ASSIGNMENT>
Exactly the lines from the beginning of the listing below through the line that contains "Target: trash heap" should be transcribed, and pictures must stay out.

DATA TO USE>
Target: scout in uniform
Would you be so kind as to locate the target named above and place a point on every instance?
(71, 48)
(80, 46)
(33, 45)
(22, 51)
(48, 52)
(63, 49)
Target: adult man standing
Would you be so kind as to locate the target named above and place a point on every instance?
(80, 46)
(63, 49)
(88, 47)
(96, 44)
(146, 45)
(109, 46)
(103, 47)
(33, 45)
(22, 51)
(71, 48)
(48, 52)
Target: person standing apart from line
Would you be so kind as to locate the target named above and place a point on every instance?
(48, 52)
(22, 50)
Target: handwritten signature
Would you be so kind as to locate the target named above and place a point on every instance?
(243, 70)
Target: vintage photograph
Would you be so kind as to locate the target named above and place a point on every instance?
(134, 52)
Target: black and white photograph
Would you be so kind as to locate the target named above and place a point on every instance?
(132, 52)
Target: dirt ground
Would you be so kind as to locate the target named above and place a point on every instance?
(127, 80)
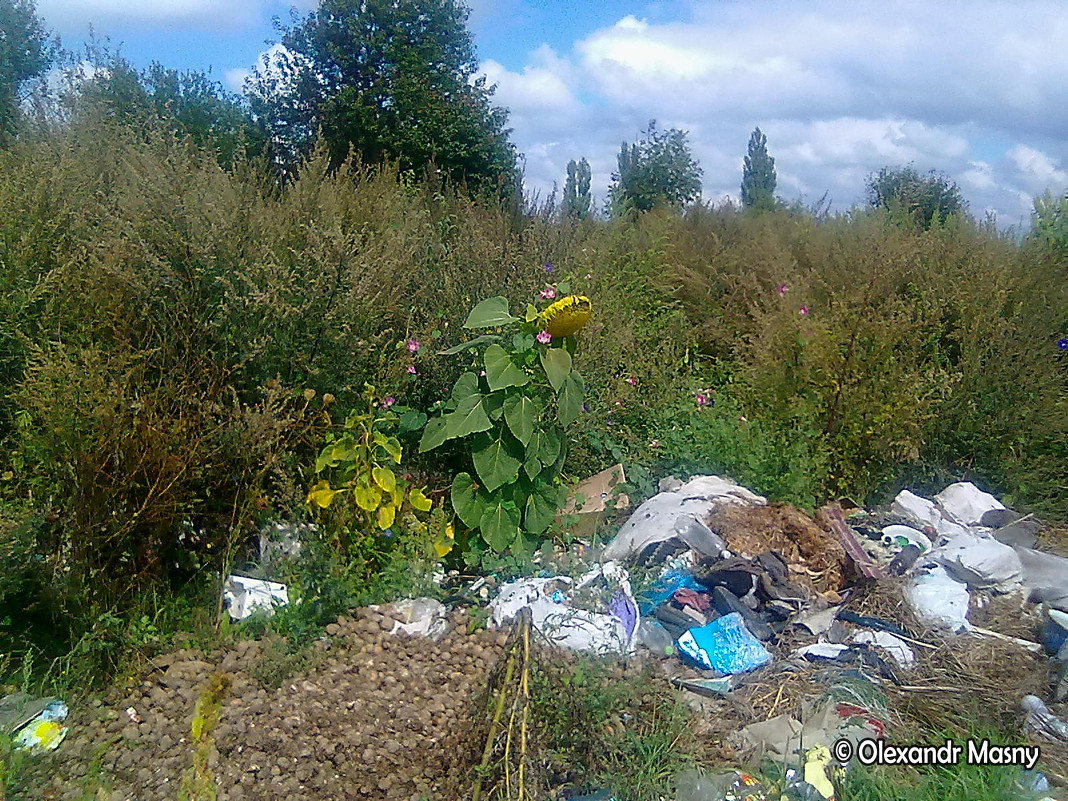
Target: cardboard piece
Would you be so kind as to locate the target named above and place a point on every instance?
(596, 497)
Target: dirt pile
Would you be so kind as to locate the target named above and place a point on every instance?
(377, 718)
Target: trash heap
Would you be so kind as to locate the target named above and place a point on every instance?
(830, 622)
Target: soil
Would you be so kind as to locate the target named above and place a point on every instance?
(379, 717)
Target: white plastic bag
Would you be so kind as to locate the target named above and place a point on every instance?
(939, 600)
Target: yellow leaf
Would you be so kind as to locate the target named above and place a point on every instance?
(320, 495)
(385, 478)
(420, 501)
(386, 516)
(367, 498)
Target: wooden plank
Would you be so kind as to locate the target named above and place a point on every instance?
(862, 563)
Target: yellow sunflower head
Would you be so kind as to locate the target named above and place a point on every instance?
(567, 315)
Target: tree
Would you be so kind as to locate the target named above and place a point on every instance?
(1049, 224)
(387, 80)
(658, 169)
(26, 51)
(923, 200)
(577, 198)
(190, 104)
(758, 175)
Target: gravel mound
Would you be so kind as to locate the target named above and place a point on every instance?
(380, 717)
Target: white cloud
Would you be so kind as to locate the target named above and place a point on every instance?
(538, 89)
(1036, 169)
(842, 88)
(234, 79)
(75, 16)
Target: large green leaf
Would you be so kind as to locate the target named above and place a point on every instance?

YOUR SOLUTION>
Target: scout in uniform
Would you be so kind as to locate the target named above and place a point on every instance?
(71, 48)
(80, 46)
(33, 45)
(22, 51)
(48, 52)
(63, 49)
Target: adult man standing
Would you be so kind as to locate the target named above and place a point on every instance?
(80, 46)
(63, 49)
(88, 47)
(96, 44)
(146, 45)
(109, 46)
(103, 47)
(33, 45)
(22, 51)
(71, 48)
(48, 52)
Target: person standing apart from line
Would you be so kind as to locate the target named above and place a point on every instance?
(48, 52)
(22, 50)
Target: handwritten signature
Would you be so kind as to locate the target named above and place a point on every instance?
(243, 70)
Target: vintage photograph
Would you be so kind as to locate the target named above and place a point on every instance?
(134, 52)
Target: black and white photograph
Would you be so kind as to locate the target named above and place a point on every instance?
(132, 52)
Target: dirt ground
Would you be so kind as to locate the target named above and place a point on every instance?
(127, 80)
Target: cardboard piece
Would you be so kind as to locate the target named above and place a point on every instance?
(596, 497)
Target: dirt pile
Would you be so kind as to locate the target named above and place a point on every instance?
(377, 718)
Target: trash heap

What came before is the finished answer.